*Short problem*: Reproduce the lines running from the line containing "Could you provide the mask of every instance of the set" up to and including the line containing "317 238 L 318", substituting "wall paintings" for "framed art" and leaving everything else unchanged.
•••••
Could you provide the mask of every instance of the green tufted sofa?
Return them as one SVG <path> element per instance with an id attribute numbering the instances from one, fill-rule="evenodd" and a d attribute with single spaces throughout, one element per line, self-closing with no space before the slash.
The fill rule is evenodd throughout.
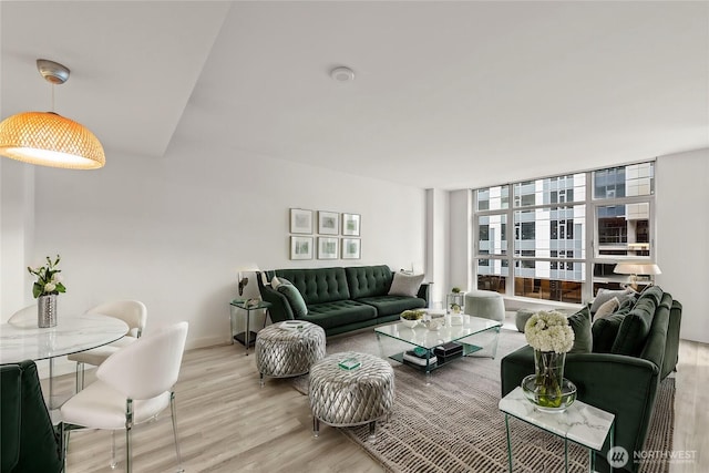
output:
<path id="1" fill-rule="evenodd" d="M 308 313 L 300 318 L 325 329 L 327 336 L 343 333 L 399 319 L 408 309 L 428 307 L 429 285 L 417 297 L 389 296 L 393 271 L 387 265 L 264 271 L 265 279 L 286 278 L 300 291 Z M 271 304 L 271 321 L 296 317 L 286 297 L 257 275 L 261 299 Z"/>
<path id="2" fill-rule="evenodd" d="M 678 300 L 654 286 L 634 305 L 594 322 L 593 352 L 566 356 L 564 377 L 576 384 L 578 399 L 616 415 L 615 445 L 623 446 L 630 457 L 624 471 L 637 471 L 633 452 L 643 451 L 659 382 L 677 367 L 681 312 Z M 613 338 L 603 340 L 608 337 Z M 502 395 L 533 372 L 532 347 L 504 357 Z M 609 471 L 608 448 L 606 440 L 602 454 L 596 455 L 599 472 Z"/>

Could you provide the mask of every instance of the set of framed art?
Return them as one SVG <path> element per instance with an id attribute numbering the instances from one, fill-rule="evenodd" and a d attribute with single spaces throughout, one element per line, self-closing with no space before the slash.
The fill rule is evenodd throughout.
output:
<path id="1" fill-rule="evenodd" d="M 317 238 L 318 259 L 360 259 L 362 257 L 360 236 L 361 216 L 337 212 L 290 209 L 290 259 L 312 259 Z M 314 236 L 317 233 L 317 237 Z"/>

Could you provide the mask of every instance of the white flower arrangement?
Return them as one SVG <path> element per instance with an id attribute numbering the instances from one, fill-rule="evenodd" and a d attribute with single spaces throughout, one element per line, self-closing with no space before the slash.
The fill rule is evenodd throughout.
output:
•••••
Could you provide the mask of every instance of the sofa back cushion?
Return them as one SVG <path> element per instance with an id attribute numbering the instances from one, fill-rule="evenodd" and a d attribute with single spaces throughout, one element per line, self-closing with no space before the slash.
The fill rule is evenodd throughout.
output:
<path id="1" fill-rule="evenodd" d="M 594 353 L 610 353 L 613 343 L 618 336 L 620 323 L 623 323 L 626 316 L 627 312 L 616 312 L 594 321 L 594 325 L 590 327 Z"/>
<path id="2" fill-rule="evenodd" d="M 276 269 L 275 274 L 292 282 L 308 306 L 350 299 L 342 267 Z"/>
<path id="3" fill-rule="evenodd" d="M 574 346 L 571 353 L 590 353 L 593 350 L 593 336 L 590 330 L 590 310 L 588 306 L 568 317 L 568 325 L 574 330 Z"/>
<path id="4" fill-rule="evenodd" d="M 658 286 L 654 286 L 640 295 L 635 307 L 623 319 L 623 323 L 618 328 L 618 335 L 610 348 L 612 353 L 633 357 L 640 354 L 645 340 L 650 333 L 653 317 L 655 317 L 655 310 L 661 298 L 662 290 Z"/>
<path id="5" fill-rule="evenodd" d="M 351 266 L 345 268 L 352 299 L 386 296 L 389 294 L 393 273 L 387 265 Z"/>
•••••
*Result of the exercise*:
Could you provide the mask of every instance of the set of wall paintings?
Return them as one SVG <path> element per instance with an id attribute numbering the instances from one, fill-rule="evenodd" and a d attribute with single spaces throughout, one element per line, self-closing with no space before the slash.
The fill rule is evenodd throughout.
output:
<path id="1" fill-rule="evenodd" d="M 317 238 L 318 259 L 360 259 L 362 257 L 360 236 L 361 216 L 337 212 L 290 209 L 290 259 L 312 259 Z M 314 236 L 317 233 L 317 237 Z"/>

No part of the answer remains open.